10 Le groupe catholique Tradition Famille Propriété (TFP) est appelé « pseudo catholique » et « secte » car il planifie de « restaurer la civilisation chrétienne, de lutter contre le socialisme et de rétablir la monarchie ». Même si l’on pense qu’il faudrait peut-être clarifier dans quel pays la TFP suggère de « rétablir la monarchie », on ne voit pas pourquoi ces objectifs devraient être considérés comme hérétiques ou incompatibles avec l’enseignement social catholique. S’il est vrai que les activités de TFP « en particulier sa campagne contre la réforme agraire au Brésil, mentionnée dans le rapport » ont déclenché l’opposition d’évêques catholiques localement, d’autres évêques et cardinaux de par le monde ont exprimé des éloges chaleureuses pour les activités de la TFP, en particulier à l’occasion de la récente mort du fondateur.

11 Les références à la religion de Scientologie prouvent que si un groupe a la malchance de se retrouver sur la « liste noire » alors rien de ce qu’il fait ne peut être reconnu comme bon, du point de vue de la commission. Les Scientologues, qui participent activement à la vie de la communauté, en accord avec leurs convictions e’affirmation de la Vie, sont critiqués car « il est particulièrement difficile pour ne pas dire impossible de définir un profil des adeptes (…) qui soit différent de celui de la population générale.. « et ainsi ne peuvent être aisément détectés. Les autres commentaires concernant la Scientologie sont soit inappropriés, soit périmés. En tout état de cause, le rapport montre vraiment un manque de compréhension du sujet. Le rapport a aussi complètement ignoré la reconnaissance de l’église de Scientologie comme une religion charitable par l’I.R.S. (internal revenu service : l’administration ficale) des Etats Unis d’Amérique en octobre 1993 après l’investigation la plus poussée ayant jamais été effectuée sur une organisation à but non lucratif par ce service. La Scientologie existe en France depuis les années 50 et a été reconnue comme une religion par une foule de décisions judiciaires et administratives (y compris certaines en France) et par des experts.

- _Données fournies_
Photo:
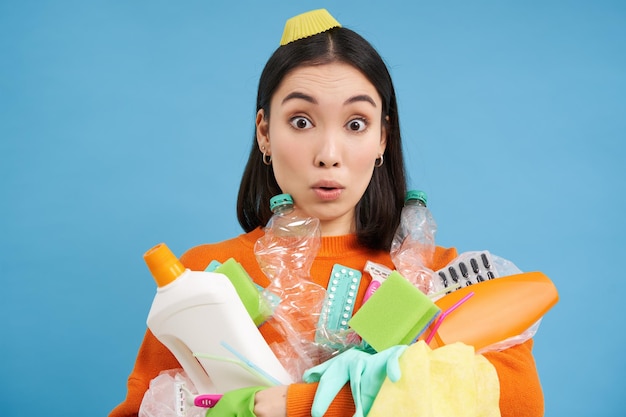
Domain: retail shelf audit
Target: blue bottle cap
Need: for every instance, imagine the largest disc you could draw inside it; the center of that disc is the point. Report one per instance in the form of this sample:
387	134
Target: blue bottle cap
416	195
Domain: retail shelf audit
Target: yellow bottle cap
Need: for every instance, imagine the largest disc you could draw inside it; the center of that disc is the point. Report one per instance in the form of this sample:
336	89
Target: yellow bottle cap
164	266
308	24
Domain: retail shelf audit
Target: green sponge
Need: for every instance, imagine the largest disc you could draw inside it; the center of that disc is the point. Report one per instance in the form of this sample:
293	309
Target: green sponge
396	314
246	289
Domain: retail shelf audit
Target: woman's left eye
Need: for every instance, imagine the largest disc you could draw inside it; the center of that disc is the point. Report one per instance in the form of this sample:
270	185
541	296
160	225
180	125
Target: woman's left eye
300	122
357	125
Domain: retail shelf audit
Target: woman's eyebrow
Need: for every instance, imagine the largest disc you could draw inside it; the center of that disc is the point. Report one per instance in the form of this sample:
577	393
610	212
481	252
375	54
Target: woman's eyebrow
299	95
360	97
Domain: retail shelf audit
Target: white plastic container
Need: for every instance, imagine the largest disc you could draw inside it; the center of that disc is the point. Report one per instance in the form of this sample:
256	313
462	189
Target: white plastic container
201	313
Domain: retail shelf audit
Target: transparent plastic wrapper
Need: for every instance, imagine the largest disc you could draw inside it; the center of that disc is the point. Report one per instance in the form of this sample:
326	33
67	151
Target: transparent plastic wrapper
161	399
285	254
413	245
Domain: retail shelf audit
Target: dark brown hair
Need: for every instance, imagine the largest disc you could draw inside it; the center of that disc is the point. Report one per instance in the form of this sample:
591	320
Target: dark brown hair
378	212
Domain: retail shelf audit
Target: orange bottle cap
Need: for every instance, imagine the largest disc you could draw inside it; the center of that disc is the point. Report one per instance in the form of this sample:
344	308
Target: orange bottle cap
164	266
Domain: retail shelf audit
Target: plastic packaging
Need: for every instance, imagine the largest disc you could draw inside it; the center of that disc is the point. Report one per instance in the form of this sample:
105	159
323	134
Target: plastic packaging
161	400
413	245
285	254
201	312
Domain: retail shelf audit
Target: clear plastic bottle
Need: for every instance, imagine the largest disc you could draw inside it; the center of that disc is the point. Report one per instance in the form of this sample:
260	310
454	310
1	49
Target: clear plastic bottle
285	254
413	246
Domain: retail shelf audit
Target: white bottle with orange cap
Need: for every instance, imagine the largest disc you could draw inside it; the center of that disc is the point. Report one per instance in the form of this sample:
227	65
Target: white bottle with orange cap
200	318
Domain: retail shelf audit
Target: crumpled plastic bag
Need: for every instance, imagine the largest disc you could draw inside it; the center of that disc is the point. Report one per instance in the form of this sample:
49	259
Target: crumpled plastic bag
451	381
160	399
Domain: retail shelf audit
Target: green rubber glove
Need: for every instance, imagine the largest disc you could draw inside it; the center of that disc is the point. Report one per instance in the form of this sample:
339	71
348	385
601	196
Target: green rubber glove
366	373
236	403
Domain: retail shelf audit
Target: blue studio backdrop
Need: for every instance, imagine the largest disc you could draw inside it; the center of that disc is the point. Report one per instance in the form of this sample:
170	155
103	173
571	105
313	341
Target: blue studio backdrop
127	123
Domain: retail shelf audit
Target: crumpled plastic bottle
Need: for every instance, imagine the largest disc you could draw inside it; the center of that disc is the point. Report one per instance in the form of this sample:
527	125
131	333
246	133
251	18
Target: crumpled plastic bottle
413	245
285	254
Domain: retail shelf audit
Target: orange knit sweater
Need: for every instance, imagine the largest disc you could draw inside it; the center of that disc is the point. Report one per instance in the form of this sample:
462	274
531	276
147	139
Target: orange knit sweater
520	390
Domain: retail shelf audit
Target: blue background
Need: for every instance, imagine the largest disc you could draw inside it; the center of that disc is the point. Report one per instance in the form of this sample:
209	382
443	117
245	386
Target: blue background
127	123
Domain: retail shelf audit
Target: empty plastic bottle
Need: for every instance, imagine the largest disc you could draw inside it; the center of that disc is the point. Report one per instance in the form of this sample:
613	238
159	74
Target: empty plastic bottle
285	254
413	245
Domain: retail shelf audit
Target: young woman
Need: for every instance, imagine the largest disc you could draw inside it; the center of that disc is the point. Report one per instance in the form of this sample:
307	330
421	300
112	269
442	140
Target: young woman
327	132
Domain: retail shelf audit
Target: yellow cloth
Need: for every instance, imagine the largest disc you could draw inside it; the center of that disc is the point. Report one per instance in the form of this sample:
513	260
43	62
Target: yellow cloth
451	381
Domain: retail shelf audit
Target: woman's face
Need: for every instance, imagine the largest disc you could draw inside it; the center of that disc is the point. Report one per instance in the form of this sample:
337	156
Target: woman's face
324	135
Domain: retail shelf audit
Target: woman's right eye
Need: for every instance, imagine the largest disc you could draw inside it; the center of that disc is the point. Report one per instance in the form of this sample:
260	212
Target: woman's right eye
300	122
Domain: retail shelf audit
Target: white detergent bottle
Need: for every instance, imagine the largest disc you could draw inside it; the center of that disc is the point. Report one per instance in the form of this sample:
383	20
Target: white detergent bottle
200	318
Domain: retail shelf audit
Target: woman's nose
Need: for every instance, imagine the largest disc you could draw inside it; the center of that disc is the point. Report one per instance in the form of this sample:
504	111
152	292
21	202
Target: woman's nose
328	154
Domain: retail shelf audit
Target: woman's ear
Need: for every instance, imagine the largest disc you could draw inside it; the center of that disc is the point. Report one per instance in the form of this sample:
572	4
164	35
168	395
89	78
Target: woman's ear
262	131
383	135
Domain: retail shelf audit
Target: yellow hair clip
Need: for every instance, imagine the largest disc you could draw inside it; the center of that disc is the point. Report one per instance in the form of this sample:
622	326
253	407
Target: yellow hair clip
308	24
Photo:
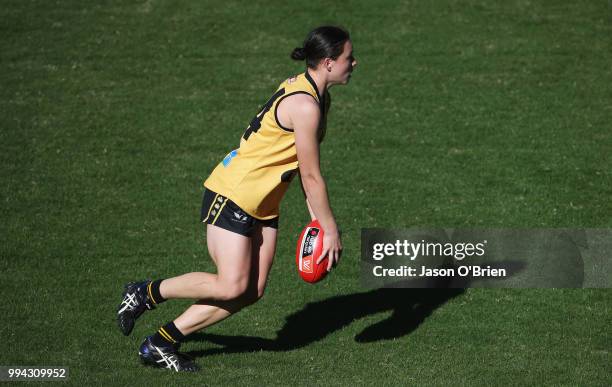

- _Énoncé 1_
D'après le texte fourni, à quelle date l'administration fiscale des États-Unis a-t-elle reconnu l'Église de Scientologie comme une religion charitable ?
- _Énoncé 2_
Extrayez du texte fourni le passage qui s'ouvre sur les mots contenant « 10 Le groupe » et se clôt sur « mort du fondateur. ».
- _Énoncé 3_
Résumez le texte fourni en deux phrases.

- _Réponse 1_
En octobre 1993.

- _Réponse 2_
10 Le groupe catholique Tradition Famille Propriété (TFP) est appelé « pseudo catholique » et « secte » car il planifie de « restaurer la civilisation chrétienne, de lutter contre le socialisme et de rétablir la monarchie ». Même si l’on pense qu’il faudrait peut-être clarifier dans quel pays la TFP suggère de « rétablir la monarchie », on ne voit pas pourquoi ces objectifs devraient être considérés comme hérétiques ou incompatibles avec l’enseignement social catholique. S’il est vrai que les activités de TFP « en particulier sa campagne contre la réforme agraire au Brésil, mentionnée dans le rapport » ont déclenché l’opposition d’évêques catholiques localement, d’autres évêques et cardinaux de par le monde ont exprimé des éloges chaleureuses pour les activités de la TFP, en particulier à l’occasion de la récente mort du fondateur.

- _Réponse 3_
Le texte fourni conteste que la TFP soit qualifiée de « secte » en raison de ses objectifs, et rappelle que, si sa campagne contre la réforme agraire au Brésil a suscité l'opposition d'évêques locaux, d'autres évêques et cardinaux en ont fait l'éloge. Il estime aussi que le rapport manque de compréhension au sujet de la Scientologie, en ignorant notamment sa reconnaissance comme religion charitable par l'administration fiscale américaine en octobre 1993 et par de nombreuses décisions judiciaires et administratives.